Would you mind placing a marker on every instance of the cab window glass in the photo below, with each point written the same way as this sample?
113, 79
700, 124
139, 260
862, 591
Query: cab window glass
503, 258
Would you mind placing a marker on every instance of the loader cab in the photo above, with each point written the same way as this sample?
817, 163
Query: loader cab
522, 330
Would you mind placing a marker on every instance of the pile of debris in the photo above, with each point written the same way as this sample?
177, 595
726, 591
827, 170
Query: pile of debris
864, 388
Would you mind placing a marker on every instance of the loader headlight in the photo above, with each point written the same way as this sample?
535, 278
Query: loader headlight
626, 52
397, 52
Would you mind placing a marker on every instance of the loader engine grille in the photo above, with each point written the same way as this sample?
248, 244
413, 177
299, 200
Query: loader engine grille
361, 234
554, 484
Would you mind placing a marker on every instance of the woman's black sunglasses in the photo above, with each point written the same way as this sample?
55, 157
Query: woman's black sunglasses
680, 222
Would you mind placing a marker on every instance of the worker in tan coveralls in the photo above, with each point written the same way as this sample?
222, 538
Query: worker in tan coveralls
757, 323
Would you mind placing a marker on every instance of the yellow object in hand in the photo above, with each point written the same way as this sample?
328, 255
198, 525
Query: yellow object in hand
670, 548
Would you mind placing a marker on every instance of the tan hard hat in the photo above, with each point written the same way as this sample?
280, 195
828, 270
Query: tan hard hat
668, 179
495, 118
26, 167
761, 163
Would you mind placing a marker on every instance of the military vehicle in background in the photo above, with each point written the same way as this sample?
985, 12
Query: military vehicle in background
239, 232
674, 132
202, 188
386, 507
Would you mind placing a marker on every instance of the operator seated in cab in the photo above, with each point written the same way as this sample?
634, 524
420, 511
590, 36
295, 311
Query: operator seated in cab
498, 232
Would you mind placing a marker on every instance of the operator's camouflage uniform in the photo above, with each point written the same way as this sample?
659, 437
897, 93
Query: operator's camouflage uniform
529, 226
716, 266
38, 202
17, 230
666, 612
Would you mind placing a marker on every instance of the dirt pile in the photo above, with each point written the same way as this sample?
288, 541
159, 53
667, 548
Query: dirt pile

Problem description –
Extract the full listing above without altering anything.

Result below –
Would you mind placing a marker on every instance of the cab window glass in the photo below, with each point written the same way as this sample?
113, 79
700, 124
139, 260
862, 591
Query: cab window glass
503, 258
Would you mind placing a marker on every instance of the loader cab in the photo above, with each point written the same way as this sample?
817, 163
Query: loader cab
522, 330
Would you mind placing a marker on every instance of the pile of debris in the photo above, with each point written the same way as this sample?
177, 595
726, 591
827, 170
Query: pile of debris
864, 388
Would you mind placing a marker on every instance of the loader headlight in the photo above, with each point written the same way as this sample?
535, 278
Query: loader headlight
626, 52
397, 52
Would you mind placing a marker on every instance of the loader engine grille in the photo above, with each point written the same way as this sample?
248, 244
413, 177
299, 200
Query: loader engine grille
361, 234
554, 484
Would you mind placing a marker on every instance of the woman's black sunglasses in the photo above, with each point written the same way as this sample?
55, 157
Query: woman's black sunglasses
680, 222
Would you mind placing a marker on every instance of the worker in tan coveralls in the photo above, with each point written the same way as this sample?
222, 538
Query: worker in tan coveralls
757, 323
Would you mind placing a marker on every instance of the yellow object in hand in the photo above, with each point written the same way as this sample?
328, 255
198, 525
Query: yellow object in hand
670, 548
Would you mind placing a marker on every instance of the tan hard hat in the photo above, with each point written the same way as this sample?
280, 195
828, 270
Query: tan hard hat
668, 179
495, 118
26, 167
761, 163
Would you mind placing a marker on every instance of the military vehicle in background in the photo above, with each point written the same way as this sample?
985, 12
Query: military vehicle in background
239, 232
674, 132
202, 188
386, 507
Would you mind placing a marker on every instance of the operator seated in cab in the photo above, with each point written the same way as this sample?
634, 524
420, 511
590, 36
295, 311
Query: operator seated in cab
498, 232
Would you mind placing a marker on every instance of the operator's camouflage uniform in the photo above, with each point written the same way as this sample?
659, 437
897, 93
Query: operator's camouflage uniform
529, 226
716, 266
38, 202
17, 230
666, 612
Would you mind placing a marker on every instance of the dirt pile in the photo above, with each point written the same way as this sample?
288, 541
159, 53
667, 548
Query: dirt pile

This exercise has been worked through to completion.